> DATA EXCERPTS:

◆ ◆ ◆ ◆ ◆ ◆ ◆

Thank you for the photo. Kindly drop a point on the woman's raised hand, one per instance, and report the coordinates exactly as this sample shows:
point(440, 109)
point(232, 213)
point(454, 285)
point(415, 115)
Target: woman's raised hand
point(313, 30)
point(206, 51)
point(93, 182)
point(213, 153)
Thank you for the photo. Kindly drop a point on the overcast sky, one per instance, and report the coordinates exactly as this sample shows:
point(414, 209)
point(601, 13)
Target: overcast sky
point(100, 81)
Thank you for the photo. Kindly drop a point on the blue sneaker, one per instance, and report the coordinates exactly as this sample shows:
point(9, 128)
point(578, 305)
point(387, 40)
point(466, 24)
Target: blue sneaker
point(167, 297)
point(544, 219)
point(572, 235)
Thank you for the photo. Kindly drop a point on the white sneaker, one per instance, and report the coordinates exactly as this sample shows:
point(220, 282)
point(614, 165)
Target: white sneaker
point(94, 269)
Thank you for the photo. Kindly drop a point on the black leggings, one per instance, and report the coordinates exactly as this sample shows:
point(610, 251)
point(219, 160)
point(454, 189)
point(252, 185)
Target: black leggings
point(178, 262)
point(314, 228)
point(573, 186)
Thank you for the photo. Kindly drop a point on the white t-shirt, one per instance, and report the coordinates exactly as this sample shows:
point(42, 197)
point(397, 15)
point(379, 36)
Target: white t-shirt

◆ ◆ ◆ ◆ ◆ ◆ ◆

> EXERCISE DETAILS:
Please rewrite the records above, changing each "sneaker" to "shoe" and leaving everything else as it is.

> RESULT OF THE TASK:
Thank you for the photo. Kindly drop a point on the woman's raised hand, one per instance, and report the coordinates exactly as this sample shows:
point(440, 109)
point(232, 213)
point(454, 285)
point(415, 115)
Target: woman's raised hand
point(313, 30)
point(206, 51)
point(93, 182)
point(213, 153)
Thank you for the photo. Kindly drop a point on the overcast sky, one per instance, and report the coordinates exactly as this sample shows:
point(414, 209)
point(601, 13)
Target: overcast sky
point(100, 81)
Thank you for the photo. Kindly drop a point on the blue shoe, one per instance, and report the coordinates exactly as this sample shows:
point(9, 128)
point(578, 305)
point(387, 40)
point(466, 24)
Target: blue shoe
point(167, 297)
point(544, 219)
point(572, 235)
Thank you for the photo. Kindly drop a point on the white shoe, one per instance, and report the coordinates exactly as this sample shows:
point(220, 282)
point(614, 165)
Target: white shoe
point(94, 269)
Thank you for the photo. Kindly drop a point on the black leggings, one per instance, and report the coordinates exactly as this sample shows:
point(610, 251)
point(219, 160)
point(454, 189)
point(252, 185)
Target: black leggings
point(178, 262)
point(314, 228)
point(573, 186)
Thank you for the photo. Kindly drop a point on the white t-shirt, one per instance, and report the coordinates exactly as this sample shows:
point(42, 197)
point(397, 15)
point(379, 36)
Target: white t-shirt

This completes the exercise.